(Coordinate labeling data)
====

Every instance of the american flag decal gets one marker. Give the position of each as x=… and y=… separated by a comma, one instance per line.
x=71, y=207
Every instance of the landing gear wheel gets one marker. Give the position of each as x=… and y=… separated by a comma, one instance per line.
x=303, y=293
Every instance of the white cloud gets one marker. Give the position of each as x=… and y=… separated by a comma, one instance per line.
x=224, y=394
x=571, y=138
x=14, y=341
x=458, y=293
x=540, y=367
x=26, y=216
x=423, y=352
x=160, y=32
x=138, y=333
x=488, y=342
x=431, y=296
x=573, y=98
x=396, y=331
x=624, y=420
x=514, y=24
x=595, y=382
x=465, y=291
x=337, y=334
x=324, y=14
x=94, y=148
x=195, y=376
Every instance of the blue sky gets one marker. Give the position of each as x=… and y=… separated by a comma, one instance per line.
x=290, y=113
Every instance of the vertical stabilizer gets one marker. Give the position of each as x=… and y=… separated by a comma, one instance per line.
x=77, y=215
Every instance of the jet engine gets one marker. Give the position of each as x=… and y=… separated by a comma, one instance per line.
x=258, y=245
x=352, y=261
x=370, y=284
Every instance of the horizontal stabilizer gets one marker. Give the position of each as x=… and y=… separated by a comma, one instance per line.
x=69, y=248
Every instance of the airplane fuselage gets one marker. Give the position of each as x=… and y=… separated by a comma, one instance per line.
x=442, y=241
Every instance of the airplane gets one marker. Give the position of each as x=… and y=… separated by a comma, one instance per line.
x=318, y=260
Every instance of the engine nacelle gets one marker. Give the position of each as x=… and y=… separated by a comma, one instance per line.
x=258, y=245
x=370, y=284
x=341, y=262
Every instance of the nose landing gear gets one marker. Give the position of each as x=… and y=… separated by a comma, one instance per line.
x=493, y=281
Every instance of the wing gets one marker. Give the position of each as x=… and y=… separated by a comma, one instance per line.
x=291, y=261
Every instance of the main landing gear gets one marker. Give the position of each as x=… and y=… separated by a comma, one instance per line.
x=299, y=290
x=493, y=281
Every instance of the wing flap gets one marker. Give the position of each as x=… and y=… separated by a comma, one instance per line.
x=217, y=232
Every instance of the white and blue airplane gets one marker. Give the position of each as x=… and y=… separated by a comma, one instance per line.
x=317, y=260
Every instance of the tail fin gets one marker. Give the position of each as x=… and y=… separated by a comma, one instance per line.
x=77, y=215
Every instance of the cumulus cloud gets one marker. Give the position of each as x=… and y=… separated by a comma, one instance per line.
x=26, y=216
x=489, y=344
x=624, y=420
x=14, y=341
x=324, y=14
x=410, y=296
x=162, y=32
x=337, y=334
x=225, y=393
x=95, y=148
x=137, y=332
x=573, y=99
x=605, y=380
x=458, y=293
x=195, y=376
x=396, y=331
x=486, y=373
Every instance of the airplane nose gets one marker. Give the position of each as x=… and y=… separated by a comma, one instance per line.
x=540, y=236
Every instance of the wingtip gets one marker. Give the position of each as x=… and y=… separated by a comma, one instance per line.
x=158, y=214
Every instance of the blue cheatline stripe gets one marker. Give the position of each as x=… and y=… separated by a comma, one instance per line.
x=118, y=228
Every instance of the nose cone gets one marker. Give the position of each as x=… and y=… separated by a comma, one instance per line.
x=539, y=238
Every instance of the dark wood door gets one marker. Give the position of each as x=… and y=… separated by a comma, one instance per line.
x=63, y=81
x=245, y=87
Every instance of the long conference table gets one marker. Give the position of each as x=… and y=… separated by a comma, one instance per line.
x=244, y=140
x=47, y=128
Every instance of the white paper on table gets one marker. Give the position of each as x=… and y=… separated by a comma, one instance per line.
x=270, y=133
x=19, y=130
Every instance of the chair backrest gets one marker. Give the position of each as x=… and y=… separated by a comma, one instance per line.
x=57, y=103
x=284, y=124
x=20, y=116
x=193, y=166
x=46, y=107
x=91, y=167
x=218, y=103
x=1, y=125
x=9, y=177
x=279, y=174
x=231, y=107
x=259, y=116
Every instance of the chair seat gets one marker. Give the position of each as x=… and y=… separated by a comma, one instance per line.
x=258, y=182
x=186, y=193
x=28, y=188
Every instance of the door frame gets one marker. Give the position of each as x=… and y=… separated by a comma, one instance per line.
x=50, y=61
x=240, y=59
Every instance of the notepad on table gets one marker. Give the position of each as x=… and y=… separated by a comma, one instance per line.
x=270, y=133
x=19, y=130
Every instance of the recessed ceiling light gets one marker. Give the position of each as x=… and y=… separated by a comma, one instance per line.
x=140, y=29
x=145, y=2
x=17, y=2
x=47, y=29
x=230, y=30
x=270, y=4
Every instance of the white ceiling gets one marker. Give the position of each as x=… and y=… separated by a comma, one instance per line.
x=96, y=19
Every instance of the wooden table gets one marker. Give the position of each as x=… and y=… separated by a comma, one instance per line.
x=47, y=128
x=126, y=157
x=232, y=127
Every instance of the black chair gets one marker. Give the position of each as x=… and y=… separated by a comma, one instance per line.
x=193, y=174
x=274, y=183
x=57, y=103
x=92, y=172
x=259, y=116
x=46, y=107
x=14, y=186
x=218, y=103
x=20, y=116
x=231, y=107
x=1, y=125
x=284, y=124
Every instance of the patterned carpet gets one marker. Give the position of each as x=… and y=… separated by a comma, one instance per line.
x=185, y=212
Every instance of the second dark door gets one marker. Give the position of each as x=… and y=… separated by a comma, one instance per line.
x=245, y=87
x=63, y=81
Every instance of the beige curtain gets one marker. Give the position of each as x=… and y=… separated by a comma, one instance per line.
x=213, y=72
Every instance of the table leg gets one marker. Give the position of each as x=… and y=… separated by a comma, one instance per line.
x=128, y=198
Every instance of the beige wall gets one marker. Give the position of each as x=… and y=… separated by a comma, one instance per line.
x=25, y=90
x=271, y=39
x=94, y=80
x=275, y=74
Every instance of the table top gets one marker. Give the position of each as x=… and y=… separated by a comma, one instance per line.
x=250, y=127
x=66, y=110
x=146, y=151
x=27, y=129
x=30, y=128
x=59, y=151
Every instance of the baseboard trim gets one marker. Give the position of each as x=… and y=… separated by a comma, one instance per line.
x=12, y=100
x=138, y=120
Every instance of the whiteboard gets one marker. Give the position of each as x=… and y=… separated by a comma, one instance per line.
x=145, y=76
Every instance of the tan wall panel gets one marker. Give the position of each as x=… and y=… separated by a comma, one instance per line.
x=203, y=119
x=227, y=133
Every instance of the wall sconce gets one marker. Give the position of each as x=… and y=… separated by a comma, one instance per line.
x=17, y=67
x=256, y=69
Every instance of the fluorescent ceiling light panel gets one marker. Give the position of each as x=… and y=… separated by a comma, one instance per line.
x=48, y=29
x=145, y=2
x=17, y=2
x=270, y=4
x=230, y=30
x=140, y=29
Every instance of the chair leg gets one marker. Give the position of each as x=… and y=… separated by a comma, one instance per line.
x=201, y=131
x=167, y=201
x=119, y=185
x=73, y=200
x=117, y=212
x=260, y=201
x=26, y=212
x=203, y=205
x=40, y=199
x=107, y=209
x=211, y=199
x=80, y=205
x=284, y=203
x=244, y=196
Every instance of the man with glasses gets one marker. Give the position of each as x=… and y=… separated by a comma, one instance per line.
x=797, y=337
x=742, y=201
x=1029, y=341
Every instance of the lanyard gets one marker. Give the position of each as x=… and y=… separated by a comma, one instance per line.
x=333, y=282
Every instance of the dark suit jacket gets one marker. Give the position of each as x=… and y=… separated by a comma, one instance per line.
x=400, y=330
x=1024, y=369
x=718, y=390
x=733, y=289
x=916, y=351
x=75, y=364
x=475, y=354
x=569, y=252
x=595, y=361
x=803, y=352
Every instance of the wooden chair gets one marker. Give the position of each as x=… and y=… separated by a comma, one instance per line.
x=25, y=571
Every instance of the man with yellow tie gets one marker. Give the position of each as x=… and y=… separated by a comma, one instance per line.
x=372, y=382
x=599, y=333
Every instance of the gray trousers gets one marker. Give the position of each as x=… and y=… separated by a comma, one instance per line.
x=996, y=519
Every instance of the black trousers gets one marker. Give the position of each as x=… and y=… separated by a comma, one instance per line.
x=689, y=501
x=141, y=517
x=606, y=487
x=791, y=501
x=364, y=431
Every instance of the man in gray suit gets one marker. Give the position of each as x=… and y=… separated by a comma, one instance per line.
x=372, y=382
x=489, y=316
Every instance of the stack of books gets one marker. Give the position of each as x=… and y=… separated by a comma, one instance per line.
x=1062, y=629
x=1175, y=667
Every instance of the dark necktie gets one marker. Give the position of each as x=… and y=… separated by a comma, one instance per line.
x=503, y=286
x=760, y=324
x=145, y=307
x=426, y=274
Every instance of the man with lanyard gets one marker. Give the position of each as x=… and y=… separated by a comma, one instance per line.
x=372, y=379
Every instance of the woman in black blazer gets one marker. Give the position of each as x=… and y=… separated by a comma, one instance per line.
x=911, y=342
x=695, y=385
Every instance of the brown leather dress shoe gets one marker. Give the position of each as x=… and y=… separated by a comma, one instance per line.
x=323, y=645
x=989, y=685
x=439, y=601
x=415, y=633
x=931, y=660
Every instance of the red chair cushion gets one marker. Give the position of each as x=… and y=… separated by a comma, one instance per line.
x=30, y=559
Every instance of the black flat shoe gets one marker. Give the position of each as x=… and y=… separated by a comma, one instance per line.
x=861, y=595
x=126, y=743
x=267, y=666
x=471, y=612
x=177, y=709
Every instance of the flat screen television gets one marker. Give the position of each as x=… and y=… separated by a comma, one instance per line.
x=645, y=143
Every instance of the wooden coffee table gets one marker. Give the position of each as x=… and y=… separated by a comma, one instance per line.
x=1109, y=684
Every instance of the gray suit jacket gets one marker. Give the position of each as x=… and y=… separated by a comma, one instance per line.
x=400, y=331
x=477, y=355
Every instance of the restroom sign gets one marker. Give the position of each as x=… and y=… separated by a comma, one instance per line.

====

TASK GOAL: Print the lines of the records exactly as they appear, starting at the line that contains "Every instance of the gray trousers" and ending at the line that contains "x=695, y=385", with both of those lines included.

WRITTEN RESPONSE:
Every instance of the gray trousers gets one marker. Give the position of each as x=… and y=… separated by a comma, one instance per line.
x=996, y=519
Every instance of the black trousers gets one marker. Give the position of each as x=… and y=… separated by a comma, one instance per line.
x=689, y=501
x=141, y=517
x=606, y=487
x=791, y=501
x=364, y=431
Every instance of the man in gray suit gets one marker. Give the position of each as x=… and y=… separated by a comma, one instance per line.
x=372, y=382
x=489, y=316
Every instance of the stack of books gets one marker. Give the position of each as x=… and y=… separated by a comma, one instance per line.
x=1062, y=629
x=1175, y=667
Every instance of the dark necktie gets one marker. Give the position of each as x=… and y=… separated by a comma, one instance per line.
x=503, y=286
x=760, y=324
x=145, y=307
x=426, y=274
Every instance of the man with lanyard gets one marker. Give the position of each as x=… and y=… separated by a comma, one instance per line.
x=372, y=379
Every instance of the woman in black blazer gets one marker. Give the position of each as x=… and y=… separated by a comma, one instance per line.
x=911, y=342
x=695, y=385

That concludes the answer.